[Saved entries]

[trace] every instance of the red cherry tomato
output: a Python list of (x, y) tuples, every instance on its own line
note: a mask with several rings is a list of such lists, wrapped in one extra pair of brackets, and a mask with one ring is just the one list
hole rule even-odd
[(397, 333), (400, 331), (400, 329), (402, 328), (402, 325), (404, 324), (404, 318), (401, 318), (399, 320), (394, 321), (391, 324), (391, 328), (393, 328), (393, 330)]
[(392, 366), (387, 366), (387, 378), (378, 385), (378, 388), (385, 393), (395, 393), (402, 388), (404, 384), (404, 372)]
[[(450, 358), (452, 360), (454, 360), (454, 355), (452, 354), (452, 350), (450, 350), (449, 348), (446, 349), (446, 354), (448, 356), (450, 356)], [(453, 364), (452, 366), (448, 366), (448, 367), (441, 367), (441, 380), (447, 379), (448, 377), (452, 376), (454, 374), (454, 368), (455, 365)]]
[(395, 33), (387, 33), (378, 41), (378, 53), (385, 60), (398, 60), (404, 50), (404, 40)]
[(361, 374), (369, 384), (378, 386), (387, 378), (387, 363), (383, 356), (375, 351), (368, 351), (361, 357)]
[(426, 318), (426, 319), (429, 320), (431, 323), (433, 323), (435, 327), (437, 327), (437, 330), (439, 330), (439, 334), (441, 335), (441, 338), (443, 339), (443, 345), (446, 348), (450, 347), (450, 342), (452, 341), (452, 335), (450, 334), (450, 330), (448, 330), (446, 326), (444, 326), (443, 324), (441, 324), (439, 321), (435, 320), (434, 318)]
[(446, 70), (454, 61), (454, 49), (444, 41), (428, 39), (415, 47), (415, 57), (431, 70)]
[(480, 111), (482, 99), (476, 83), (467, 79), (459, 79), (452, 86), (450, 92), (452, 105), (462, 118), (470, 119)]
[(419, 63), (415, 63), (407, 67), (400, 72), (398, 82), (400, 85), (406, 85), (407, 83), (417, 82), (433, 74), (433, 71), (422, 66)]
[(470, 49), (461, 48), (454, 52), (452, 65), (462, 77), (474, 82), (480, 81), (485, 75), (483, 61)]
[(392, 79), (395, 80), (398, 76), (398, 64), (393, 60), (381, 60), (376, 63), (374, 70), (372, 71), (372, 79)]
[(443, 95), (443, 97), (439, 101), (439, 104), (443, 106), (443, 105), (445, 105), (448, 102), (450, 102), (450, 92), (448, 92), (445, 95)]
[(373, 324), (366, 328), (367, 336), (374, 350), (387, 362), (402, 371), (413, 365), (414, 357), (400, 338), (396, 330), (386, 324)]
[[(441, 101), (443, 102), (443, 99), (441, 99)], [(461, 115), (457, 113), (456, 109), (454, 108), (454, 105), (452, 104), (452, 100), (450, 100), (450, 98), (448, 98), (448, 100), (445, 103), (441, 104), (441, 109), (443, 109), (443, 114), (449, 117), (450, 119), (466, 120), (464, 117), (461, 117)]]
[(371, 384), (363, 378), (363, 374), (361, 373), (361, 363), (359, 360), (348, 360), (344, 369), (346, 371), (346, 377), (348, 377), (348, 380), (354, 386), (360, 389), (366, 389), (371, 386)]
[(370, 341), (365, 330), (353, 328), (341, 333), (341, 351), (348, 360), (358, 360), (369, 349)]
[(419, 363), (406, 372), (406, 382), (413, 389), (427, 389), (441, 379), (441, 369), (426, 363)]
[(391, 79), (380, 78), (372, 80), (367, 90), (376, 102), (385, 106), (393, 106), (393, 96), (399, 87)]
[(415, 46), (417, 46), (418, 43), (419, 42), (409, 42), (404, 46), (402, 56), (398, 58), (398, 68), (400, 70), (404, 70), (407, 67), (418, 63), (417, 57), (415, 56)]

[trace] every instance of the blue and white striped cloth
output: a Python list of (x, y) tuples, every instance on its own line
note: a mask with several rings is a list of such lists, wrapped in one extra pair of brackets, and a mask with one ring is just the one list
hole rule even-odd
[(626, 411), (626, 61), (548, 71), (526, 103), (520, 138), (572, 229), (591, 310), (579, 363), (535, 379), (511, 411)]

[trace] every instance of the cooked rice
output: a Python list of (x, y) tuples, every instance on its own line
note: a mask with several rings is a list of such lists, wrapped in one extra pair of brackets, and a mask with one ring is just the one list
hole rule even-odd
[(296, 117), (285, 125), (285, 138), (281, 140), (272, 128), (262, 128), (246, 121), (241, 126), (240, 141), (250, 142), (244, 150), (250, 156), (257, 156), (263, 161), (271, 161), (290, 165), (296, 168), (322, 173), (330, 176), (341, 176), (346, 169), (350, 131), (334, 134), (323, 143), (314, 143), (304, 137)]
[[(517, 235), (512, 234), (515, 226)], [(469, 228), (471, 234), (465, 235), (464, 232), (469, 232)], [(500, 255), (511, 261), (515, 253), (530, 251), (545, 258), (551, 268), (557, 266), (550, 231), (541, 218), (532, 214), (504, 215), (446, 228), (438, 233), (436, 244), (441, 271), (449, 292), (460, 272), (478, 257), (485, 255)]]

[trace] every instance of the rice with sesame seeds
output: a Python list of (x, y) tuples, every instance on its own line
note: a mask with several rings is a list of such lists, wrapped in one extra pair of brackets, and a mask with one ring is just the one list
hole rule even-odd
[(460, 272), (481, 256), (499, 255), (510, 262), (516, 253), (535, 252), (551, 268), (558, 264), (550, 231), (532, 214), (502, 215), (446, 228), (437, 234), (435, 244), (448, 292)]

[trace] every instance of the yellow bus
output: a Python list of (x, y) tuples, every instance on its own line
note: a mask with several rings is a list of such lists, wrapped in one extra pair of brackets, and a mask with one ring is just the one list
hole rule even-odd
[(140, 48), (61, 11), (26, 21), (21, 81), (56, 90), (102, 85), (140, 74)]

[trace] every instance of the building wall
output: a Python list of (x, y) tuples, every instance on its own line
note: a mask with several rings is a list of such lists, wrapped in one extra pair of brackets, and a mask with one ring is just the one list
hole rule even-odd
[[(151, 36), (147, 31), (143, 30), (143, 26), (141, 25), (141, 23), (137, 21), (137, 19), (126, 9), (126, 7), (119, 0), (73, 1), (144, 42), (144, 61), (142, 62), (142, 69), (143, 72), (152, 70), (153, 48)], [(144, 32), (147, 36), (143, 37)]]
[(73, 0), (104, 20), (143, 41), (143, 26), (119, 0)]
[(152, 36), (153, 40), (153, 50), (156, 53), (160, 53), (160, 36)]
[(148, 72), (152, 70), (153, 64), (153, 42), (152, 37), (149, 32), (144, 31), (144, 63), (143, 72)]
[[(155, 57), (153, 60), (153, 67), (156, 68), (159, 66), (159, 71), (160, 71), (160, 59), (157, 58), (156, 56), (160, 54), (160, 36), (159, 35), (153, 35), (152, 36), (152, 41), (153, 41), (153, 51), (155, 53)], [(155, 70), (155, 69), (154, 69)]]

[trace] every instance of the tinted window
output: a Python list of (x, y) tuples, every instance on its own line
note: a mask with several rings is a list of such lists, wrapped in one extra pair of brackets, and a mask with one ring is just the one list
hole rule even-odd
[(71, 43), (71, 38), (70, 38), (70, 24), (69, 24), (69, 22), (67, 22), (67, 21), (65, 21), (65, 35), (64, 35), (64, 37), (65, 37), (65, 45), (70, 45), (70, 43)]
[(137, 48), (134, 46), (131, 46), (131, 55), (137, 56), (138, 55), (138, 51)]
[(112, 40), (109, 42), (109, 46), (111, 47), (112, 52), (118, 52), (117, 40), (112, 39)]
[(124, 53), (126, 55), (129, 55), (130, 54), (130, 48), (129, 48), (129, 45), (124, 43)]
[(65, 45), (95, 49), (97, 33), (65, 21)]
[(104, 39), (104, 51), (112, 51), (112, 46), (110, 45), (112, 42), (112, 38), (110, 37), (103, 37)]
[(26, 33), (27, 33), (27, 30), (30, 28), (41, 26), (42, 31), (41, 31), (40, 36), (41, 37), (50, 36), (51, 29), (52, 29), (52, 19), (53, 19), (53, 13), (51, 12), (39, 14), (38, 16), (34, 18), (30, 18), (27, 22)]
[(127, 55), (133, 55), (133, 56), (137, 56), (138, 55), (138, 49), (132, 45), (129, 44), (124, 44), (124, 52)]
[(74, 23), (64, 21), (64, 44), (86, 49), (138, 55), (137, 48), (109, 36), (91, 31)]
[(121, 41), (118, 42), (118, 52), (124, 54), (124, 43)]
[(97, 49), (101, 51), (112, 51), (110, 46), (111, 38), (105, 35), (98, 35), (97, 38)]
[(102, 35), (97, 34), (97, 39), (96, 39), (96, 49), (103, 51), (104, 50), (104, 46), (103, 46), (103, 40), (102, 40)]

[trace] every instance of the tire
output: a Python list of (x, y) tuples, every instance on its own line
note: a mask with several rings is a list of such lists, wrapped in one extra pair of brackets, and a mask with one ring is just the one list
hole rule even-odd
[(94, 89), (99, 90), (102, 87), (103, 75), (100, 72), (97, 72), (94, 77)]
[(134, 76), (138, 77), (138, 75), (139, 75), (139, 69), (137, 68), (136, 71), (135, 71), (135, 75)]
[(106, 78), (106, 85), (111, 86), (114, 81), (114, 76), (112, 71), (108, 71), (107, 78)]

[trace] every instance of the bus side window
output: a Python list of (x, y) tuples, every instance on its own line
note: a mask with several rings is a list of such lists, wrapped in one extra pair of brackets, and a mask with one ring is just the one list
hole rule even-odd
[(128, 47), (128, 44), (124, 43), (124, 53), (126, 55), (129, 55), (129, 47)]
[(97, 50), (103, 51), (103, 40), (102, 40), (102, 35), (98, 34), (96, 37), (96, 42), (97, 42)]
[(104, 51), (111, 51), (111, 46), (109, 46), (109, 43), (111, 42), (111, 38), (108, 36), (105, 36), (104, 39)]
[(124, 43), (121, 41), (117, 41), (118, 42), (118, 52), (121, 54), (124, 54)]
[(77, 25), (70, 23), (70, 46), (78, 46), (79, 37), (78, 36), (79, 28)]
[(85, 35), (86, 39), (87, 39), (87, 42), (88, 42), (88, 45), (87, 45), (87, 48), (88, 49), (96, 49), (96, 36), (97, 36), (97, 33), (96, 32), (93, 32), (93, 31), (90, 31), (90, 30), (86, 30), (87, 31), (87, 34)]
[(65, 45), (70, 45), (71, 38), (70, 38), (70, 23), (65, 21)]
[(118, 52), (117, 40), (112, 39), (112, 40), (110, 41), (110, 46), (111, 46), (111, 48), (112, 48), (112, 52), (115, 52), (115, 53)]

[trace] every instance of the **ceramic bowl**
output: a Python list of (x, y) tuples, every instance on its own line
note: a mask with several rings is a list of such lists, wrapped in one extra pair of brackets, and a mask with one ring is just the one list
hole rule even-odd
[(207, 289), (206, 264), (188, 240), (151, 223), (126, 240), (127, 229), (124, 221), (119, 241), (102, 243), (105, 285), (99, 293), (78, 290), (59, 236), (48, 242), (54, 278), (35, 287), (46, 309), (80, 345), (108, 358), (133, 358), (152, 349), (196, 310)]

* **What to do**
Check all the records above and select each line where the string "rice" is found.

* **Answer area**
[trace] every instance of the cooked rice
[trace] every instance of the rice with sesame seeds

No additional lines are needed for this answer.